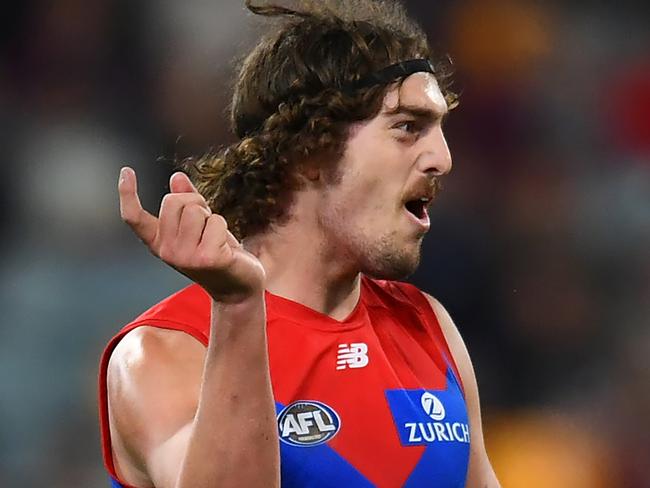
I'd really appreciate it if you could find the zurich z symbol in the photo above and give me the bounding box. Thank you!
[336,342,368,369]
--
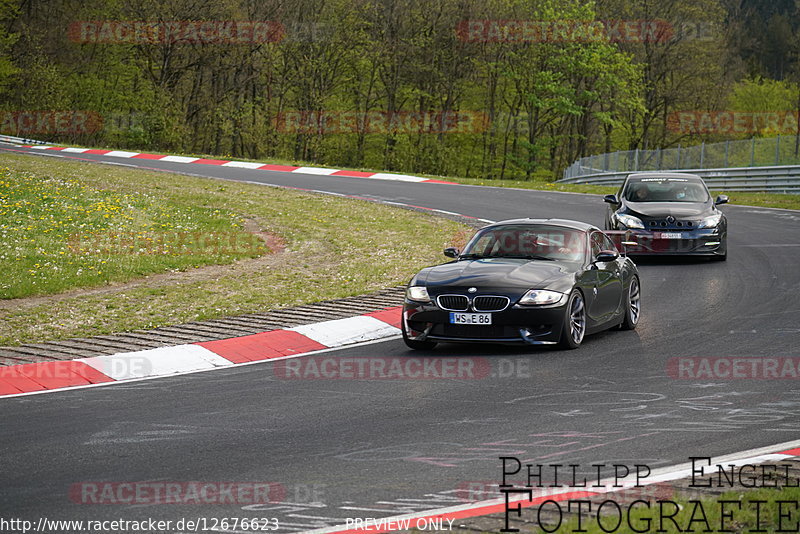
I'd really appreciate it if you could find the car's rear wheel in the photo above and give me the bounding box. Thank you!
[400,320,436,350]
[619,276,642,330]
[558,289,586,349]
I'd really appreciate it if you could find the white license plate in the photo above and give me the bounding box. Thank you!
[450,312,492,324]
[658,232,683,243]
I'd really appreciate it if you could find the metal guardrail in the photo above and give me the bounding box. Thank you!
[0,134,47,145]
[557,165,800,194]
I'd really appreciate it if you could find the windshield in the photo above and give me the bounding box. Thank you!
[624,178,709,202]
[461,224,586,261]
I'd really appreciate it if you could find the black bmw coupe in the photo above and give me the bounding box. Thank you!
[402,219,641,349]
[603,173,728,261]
---
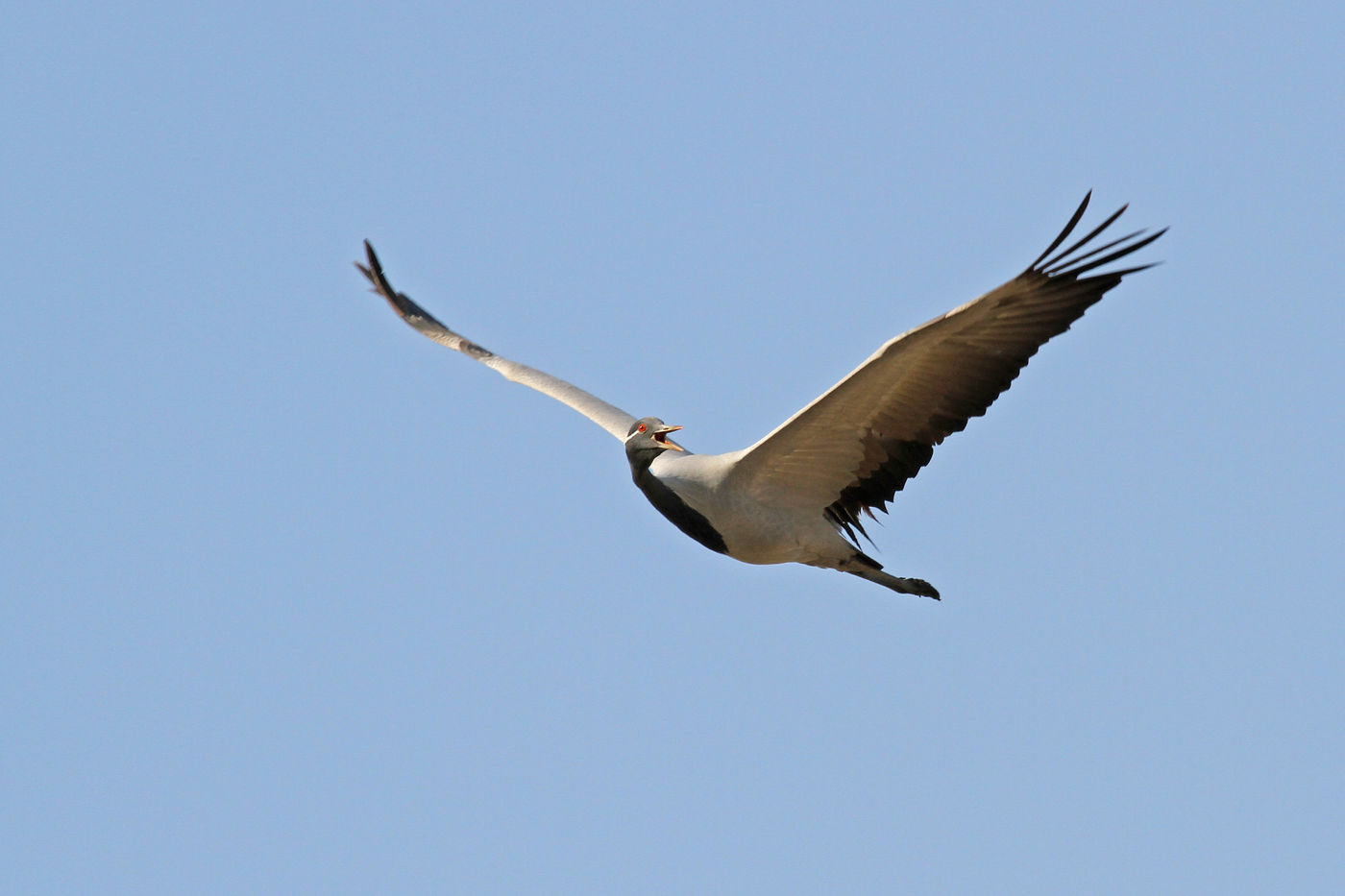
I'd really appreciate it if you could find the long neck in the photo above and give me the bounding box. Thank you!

_Cel_
Proszę przytoczyć dosłownie wiersze od wiersza zawierającego „I'd really appreciate it if you could find the zurich” do wiersza zawierającego „[336,342,368,369]” włącznie.

_Wynik zadania_
I'd really appreciate it if you could find the zurich z symbol in the photo above and give me the bounding box. Thank you!
[336,342,368,369]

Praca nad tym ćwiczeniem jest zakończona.